## GIVEN PROBLEM A
Reproduce the comment thread on school discipline cover-ups verbatim, from its first word to its last.

## TEXT SHOWN
——
It’s been clear for sometime (like decades) that either you send your metro Atlanta child to public schools (particularly middle and high school) or you are endangering them now and in the future (no education). If you can’t afford private school, then why are you having kids, Georgia?
BAD PARENTS = major part of all of today’s problems in the U.S. If you can’t bring them up properly or pay to educate and feed them, then it is IMMORAL to have children in the first place.
Prof
November 27th, 2011
2:05 pm
“Jenny” sounds like a principal at a school that has buried such discipline problems. What is remarkable here is that so many teachers and parents from so many school districts have their own similar stories to tell: first-hand witnesses who could contact the AJC later (and be promised anonymity).
Somehow, this culture of concealed student violence by schools seems related to the schools’ cheating scandal also concealed for so long.
Maureen Downey
November 27th, 2011
2:06 pm
@marietta, Did the parents call police?
Maureen
Joan
November 27th, 2011
2:11 pm
Most of the cover-up’s I hear about are special needs children being restrained and put in seclusion. This seems to be a well hidden secret that school districts do not want to be out in the open.
Maureen Downey
November 27th, 2011
2:12 pm
@Prof, There is a story here, but it will take whistleblowers as the common theme here is that records are not kept. I have looked at discipline reports in the past — those collected by DOE from districts but not verified due to lack of staff — and there are wide disparities. But even within schools, there are vast differences in how many discipline referrals teachers make.
The teachers who are better at defusing problems and handling challenging kids tell me that they end up getting more of these kids placed in their classes. So, they end up being punished for being better at handling disruptive kids.
——
## DATA SUPPLIED
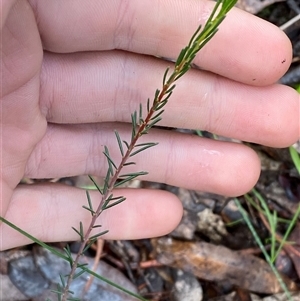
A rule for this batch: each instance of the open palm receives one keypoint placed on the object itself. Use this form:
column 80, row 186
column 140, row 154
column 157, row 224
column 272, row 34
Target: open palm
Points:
column 74, row 71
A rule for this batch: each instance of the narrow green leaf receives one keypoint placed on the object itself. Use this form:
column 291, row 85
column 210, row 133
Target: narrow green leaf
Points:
column 89, row 200
column 151, row 124
column 127, row 180
column 88, row 245
column 157, row 115
column 142, row 149
column 171, row 89
column 62, row 280
column 114, row 203
column 135, row 174
column 98, row 235
column 295, row 158
column 109, row 159
column 181, row 56
column 148, row 105
column 119, row 143
column 126, row 143
column 78, row 274
column 129, row 163
column 96, row 185
column 80, row 232
column 88, row 209
column 97, row 226
column 165, row 76
column 141, row 114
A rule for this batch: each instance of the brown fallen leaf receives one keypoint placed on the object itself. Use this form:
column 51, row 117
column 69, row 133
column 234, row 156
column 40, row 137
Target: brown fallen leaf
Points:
column 217, row 263
column 255, row 6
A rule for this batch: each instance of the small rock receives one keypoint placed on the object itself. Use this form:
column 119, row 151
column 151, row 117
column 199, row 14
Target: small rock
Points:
column 186, row 287
column 24, row 274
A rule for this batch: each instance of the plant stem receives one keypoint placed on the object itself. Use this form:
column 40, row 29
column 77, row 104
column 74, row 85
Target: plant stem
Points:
column 182, row 65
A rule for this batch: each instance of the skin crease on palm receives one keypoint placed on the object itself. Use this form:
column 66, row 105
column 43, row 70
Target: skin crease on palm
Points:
column 72, row 72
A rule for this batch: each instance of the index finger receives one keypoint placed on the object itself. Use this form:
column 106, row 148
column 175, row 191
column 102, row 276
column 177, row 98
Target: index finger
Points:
column 240, row 50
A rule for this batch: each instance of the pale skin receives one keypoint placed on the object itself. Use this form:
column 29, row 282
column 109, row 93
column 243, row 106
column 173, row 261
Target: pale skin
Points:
column 72, row 72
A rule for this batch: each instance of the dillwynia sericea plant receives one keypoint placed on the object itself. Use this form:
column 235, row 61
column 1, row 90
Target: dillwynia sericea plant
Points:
column 140, row 126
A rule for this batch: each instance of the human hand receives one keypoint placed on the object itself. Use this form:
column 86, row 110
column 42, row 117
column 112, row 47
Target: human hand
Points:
column 73, row 72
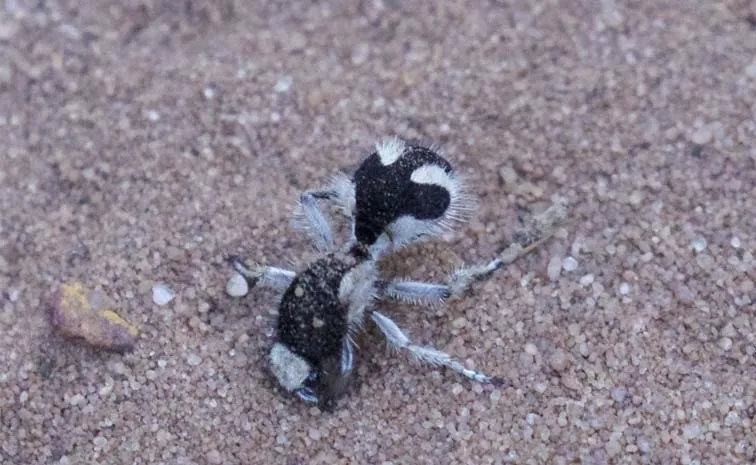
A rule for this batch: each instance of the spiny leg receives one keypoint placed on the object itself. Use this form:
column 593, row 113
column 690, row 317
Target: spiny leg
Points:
column 536, row 232
column 309, row 218
column 396, row 338
column 312, row 221
column 267, row 276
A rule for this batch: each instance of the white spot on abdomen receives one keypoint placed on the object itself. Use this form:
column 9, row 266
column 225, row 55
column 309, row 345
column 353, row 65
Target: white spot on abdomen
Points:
column 434, row 174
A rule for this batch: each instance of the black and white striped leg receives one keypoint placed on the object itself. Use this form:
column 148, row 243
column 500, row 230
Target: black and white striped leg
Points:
column 539, row 229
column 397, row 338
column 312, row 221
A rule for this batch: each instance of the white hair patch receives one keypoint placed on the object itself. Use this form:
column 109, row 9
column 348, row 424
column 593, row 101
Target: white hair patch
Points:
column 434, row 174
column 389, row 150
column 289, row 368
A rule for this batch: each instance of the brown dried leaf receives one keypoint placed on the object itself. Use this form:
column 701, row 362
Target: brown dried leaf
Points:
column 79, row 312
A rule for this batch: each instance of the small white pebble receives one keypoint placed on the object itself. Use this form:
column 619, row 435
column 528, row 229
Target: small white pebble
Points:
column 699, row 244
column 214, row 457
column 193, row 360
column 751, row 70
column 702, row 136
column 360, row 53
column 732, row 419
column 692, row 431
column 569, row 264
column 209, row 92
column 531, row 348
column 554, row 268
column 237, row 286
column 162, row 294
column 283, row 84
column 619, row 394
column 624, row 288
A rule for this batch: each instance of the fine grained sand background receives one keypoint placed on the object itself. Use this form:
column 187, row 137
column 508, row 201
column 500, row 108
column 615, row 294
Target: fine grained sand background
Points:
column 143, row 141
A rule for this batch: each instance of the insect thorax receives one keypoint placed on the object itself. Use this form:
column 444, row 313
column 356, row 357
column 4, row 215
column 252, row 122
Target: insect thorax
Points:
column 390, row 183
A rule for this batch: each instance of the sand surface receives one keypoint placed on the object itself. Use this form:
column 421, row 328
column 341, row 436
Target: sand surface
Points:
column 141, row 142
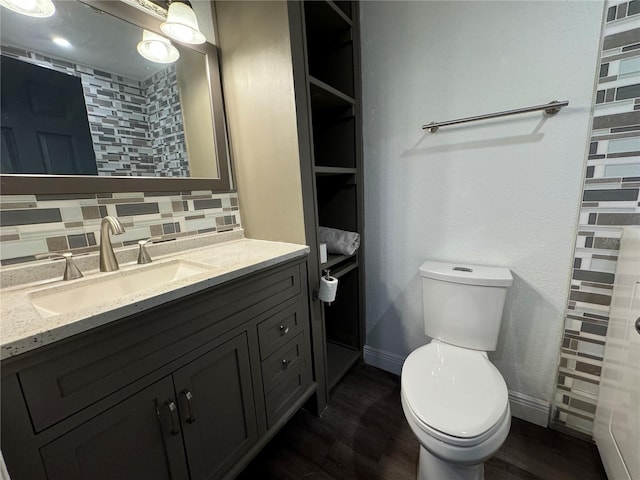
——
## GIVEN PROBLEM B
Write out the entries from the line containing "A rule for this batch: each instance of the spiny" to the line containing "column 267, row 276", including both of those lines and nothing else.

## ANSWER A
It’s been clear for sometime (like decades) that either you send your metro Atlanta child to public schools (particularly middle and high school) or you are endangering them now and in the future (no education). If you can’t afford private school, then why are you having kids, Georgia?
BAD PARENTS = major part of all of today’s problems in the U.S. If you can’t bring them up properly or pay to educate and feed them, then it is IMMORAL to have children in the first place.
Prof
November 27th, 2011
2:05 pm
“Jenny” sounds like a principal at a school that has buried such discipline problems. What is remarkable here is that so many teachers and parents from so many school districts have their own similar stories to tell: first-hand witnesses who could contact the AJC later (and be promised anonymity).
Somehow, this culture of concealed student violence by schools seems related to the schools’ cheating scandal also concealed for so long.
Maureen Downey
November 27th, 2011
2:06 pm
@marietta, Did the parents call police?
Maureen
Joan
November 27th, 2011
2:11 pm
Most of the cover-up’s I hear about are special needs children being restrained and put in seclusion. This seems to be a well hidden secret that school districts do not want to be out in the open.
Maureen Downey
November 27th, 2011
2:12 pm
@Prof, There is a story here, but it will take whistleblowers as the common theme here is that records are not kept. I have looked at discipline reports in the past — those collected by DOE from districts but not verified due to lack of staff — and there are wide disparities. But even within schools, there are vast differences in how many discipline referrals teachers make.
The teachers who are better at defusing problems and handling challenging kids tell me that they end up getting more of these kids placed in their classes. So, they end up being punished for being better at handling disruptive kids.

## ANSWER B
A rule for this batch: each instance of the spiny leg receives one keypoint placed on the object itself. Use this form:
column 593, row 113
column 690, row 317
Target: spiny leg
Points:
column 536, row 232
column 309, row 218
column 396, row 338
column 312, row 221
column 267, row 276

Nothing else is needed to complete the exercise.